• Study questions
A – In the excerpt below about Nepal's slowing economy, condense the paragraph beginning "Sunil KC, president of the Nepal Bankers Association" into a short list that keeps its main facts.
B – Retype a passage from the excerpt on Nepal's economic slowdown word for word, starting at the words "For the financial" and ending after the words "and increase investment.".
C – Write what comes next in the excerpt about Nepal's economic slowdown, continuing from its final sentence.

• Selected extract
Kamlesh Agrawal, president of the Nepal Chamber of Commerce, said that the government data show the economy has slowed down, particularly in the retail, wholesale, construction and manufacturing sectors.
Even during the devastating earthquake of April 2015, Nepal’s economic growth was inclining, but the introduction of tight monetary policy has impacted the economic growth since 2021-22.
The budget for the current fiscal year increased the customs rate and even imposed tax on onions and potatoes. “Imposing taxes does not only increase revenue, it increases smuggling,” said Agrawal.
Rajesh Agrawal, president of the Confederation of Nepalese Industries, said as the government did not make payments for the construction sector, it has increased the number of defaulters who are being blacklisted one after another.
He said that there is a false claim in the market that the private sector invested the loans in land and shares, which is completely not true. “Most of the private sector investment has gone to the hydropower and hospitality industry.”
He said that the 13 percent VAT imposed in Nepal and the 5 percent Goods and Services Tax (GST) in India have created a price difference in goods, which has promoted smuggling. “This issue needs to be addressed as proper tax policy will increase the government revenue.”
Sunil KC, president of the Nepal Bankers Association, said that the banking sector is historically in a difficult situation. “Currently, commercial banks can lend Rs500 billion, but the private sector is unable to borrow. This shows low confidence in the private sector to invest.”
He said that the banking and financial sectors have more than 50 million accounts, but only 1.8 million are taking credit.
For the financial access of more than 500 unregistered SMEs, the government should come up with a challenge fund to support them and increase investment.
Implementing digital lending and linking the government bodies online will facilitate the customers and will also decrease the operating costs of the banks and other offices, KC said.
He said that investment in the transmission line should be opened for the private sector to boost private sector investment.

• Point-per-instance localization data
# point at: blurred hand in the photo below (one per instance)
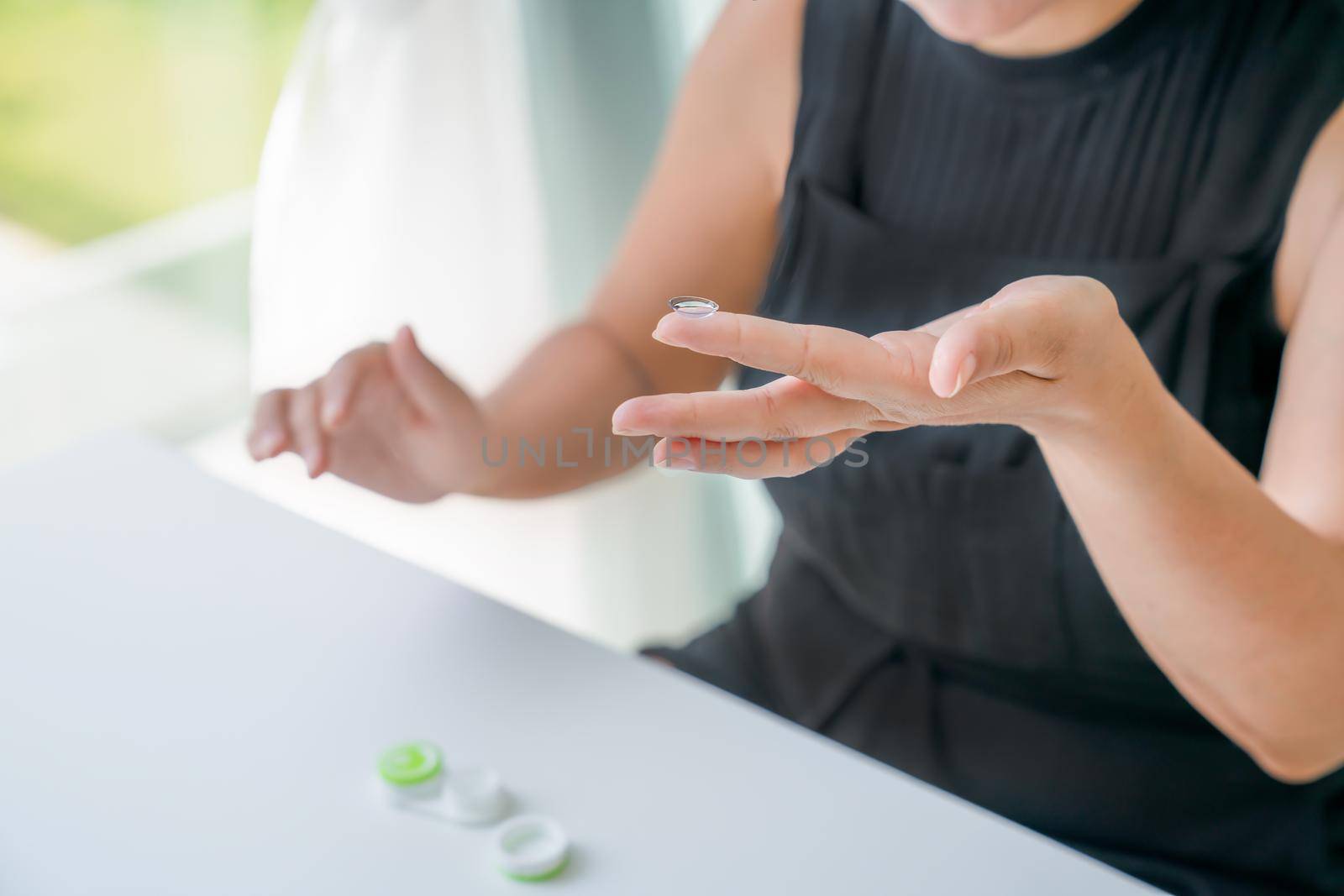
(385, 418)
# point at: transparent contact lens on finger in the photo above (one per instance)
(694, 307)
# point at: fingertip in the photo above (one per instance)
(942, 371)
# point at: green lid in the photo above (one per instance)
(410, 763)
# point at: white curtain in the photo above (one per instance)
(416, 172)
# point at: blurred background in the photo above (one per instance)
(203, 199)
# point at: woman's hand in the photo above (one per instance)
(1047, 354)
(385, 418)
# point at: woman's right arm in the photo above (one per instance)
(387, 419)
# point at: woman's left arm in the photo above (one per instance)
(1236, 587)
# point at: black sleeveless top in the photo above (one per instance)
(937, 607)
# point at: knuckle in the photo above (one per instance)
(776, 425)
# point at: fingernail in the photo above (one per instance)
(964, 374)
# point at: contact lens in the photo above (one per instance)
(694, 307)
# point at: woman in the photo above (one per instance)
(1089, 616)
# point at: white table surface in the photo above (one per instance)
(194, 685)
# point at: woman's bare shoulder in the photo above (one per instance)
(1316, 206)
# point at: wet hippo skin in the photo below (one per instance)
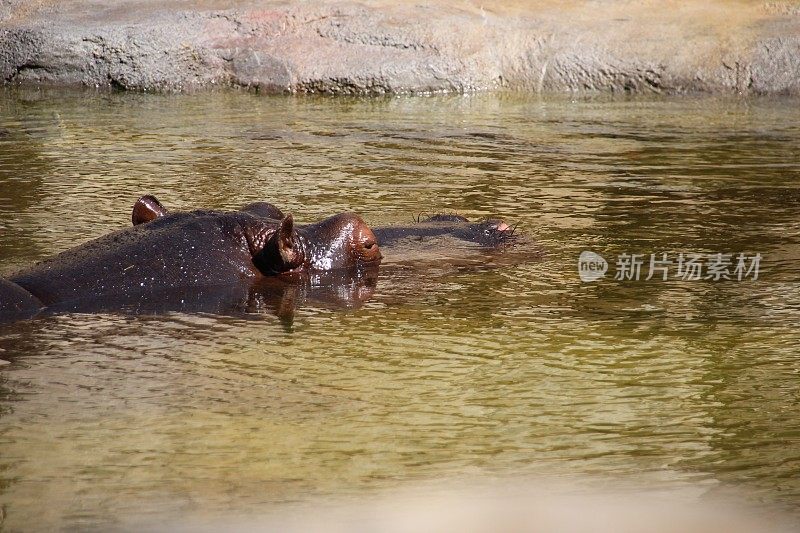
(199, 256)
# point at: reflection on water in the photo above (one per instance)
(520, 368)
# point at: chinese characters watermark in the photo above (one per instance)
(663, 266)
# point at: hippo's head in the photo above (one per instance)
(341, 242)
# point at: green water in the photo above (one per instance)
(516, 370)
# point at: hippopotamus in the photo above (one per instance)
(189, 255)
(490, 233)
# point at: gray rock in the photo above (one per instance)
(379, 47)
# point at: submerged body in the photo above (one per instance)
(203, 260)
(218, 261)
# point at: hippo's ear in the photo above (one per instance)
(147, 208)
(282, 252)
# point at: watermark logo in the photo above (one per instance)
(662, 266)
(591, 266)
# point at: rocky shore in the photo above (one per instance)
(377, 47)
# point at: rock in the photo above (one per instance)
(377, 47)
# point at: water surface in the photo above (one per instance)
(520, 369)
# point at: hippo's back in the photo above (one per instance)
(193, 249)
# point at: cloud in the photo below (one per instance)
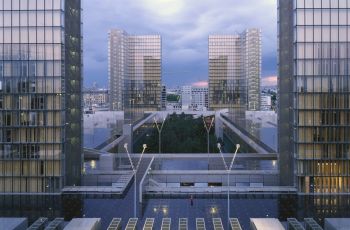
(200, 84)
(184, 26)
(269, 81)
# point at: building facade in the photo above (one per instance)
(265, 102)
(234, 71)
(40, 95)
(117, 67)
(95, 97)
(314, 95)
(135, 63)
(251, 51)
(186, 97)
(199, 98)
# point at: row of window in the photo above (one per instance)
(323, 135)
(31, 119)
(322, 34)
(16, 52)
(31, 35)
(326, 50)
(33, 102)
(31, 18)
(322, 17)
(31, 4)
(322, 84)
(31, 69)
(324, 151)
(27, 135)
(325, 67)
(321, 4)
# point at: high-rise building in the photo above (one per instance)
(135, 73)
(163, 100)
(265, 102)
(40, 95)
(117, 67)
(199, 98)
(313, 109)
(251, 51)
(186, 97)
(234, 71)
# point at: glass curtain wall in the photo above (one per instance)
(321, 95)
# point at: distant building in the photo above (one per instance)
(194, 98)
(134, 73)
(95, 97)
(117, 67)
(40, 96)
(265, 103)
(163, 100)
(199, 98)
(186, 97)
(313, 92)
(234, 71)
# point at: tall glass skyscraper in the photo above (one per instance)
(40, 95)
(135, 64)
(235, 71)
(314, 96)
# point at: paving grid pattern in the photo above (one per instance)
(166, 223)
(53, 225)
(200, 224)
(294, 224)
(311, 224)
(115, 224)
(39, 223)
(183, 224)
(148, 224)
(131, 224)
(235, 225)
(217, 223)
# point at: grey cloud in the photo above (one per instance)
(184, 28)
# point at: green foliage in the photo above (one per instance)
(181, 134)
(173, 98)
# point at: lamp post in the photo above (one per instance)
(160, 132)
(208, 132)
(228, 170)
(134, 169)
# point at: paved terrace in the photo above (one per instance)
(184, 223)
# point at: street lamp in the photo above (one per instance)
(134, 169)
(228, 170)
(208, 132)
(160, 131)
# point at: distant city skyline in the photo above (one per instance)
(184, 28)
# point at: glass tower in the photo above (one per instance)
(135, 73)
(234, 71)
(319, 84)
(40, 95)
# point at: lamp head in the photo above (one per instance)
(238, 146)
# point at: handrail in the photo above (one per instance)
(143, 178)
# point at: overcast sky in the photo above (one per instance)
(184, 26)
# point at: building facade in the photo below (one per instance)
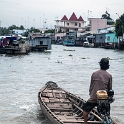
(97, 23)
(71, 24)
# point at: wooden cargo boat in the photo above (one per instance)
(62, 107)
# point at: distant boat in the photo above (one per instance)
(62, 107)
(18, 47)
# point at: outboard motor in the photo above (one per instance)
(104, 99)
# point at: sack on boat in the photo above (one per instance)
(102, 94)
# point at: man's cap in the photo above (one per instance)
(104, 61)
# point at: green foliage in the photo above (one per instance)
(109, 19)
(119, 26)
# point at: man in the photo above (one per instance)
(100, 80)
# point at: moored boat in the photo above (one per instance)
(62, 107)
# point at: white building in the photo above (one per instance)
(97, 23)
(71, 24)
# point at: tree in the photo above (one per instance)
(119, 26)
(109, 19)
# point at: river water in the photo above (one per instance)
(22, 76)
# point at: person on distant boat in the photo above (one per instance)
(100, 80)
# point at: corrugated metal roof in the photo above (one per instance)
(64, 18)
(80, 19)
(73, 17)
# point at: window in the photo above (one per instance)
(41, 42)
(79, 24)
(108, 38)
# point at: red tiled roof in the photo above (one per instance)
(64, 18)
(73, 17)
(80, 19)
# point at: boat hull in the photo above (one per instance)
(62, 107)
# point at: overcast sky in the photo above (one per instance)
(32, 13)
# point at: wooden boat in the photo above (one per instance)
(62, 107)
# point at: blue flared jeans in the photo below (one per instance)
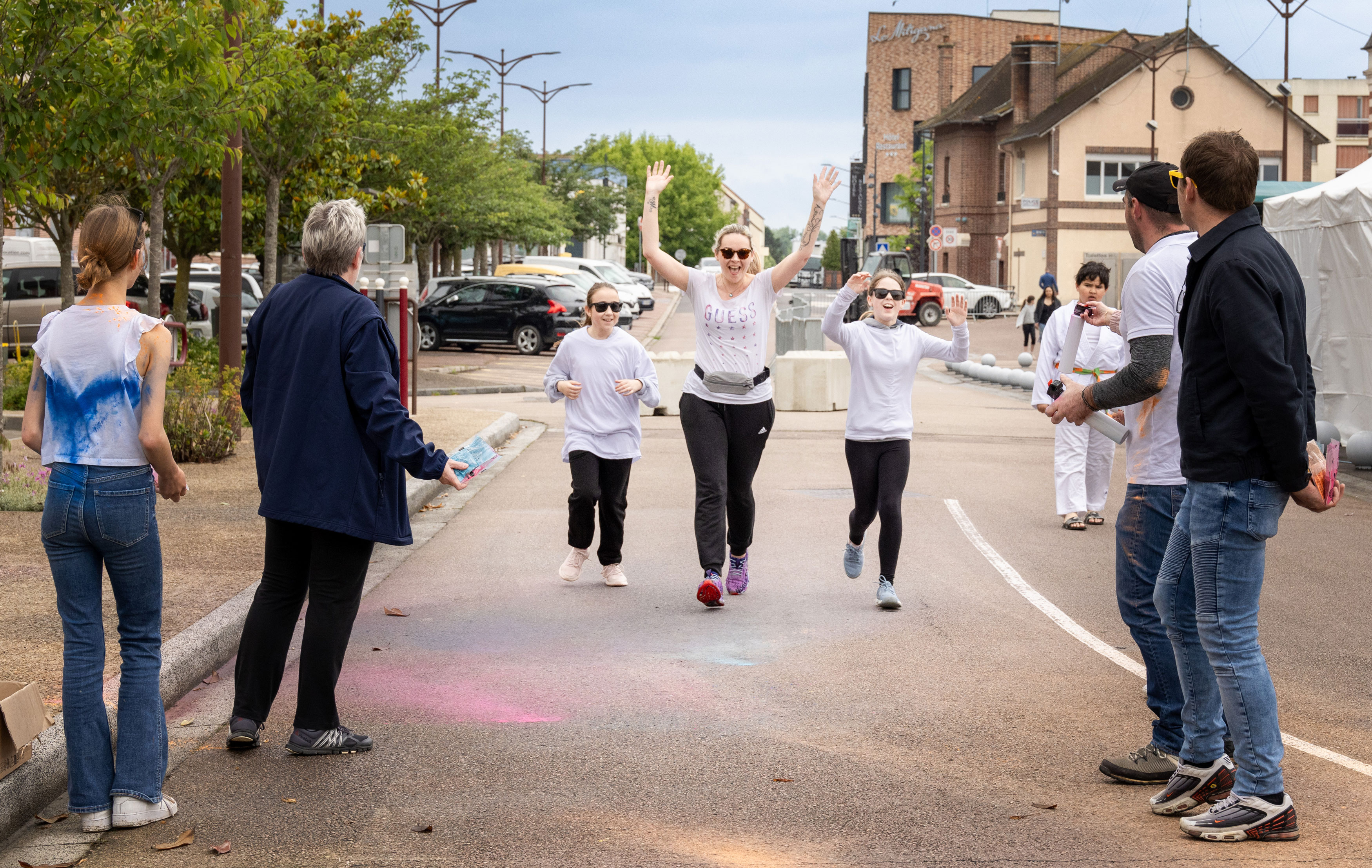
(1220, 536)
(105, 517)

• Answers for each item
A –
- Sunil KC, president of the Nepal Bankers Association, says the banking sector is historically in a difficult situation.
- Commercial banks can currently lend Rs500 billion, but the private sector is unable to borrow.
- In his view, this shows the private sector has low confidence to invest.

B –
For the financial access of more than 500 unregistered SMEs, the government should come up with a challenge fund to support them and increase investment.

C –
“As banks are not ready to bear that level of risk to invest in IT and startups, the government needs to bring the challenge funds concept [a competitive financing facility to disburse donor funding for international development projects] through the budget to encourage the banking sector to groom the startups.”
The non-performing loans of the banks are increasing, said KC. He said that the non-performing loan is high in the construction sector as the government has not been able to provide payments on time.
To increase foreign direct investment, the budget needs to address the issues of hedging, KC said. Foreign investors are levied with an additional 10 percent tax which needs to be waived completely. There should be a special tax rebate to promote a green economy, he said.
Achyut Wagle, an analyst of economics and politics, said that in order to increase productivity, first, the sector needs to be identified. If the new revenue resource is not identified, it will create a huge problem in the coming 3-4 years, Wagle said.
The public debt is ballooning and if the economy is not restructured, there is no good sign ahead, he said. “Only providing subsidies to the agricultural sector will not address the problem, there is a need for production on a commercial scale,” he said.
Finance Minister Barsha Man Pun said they would prioritise increasing the confidence of the private sector through policy reforms. “Budget will be prepared without any influence.”
“The budget will address the ongoing economic slowdown,” Pun said, adding that the government was focused on its spending capacity.
“If we are not able to achieve 7 percent or 7.5 percent of economic growth, we will be in the back seat.” “To boost the growth, we have to spend. We will make an investment-friendly environment to bring the private sector and foreign investment on board.”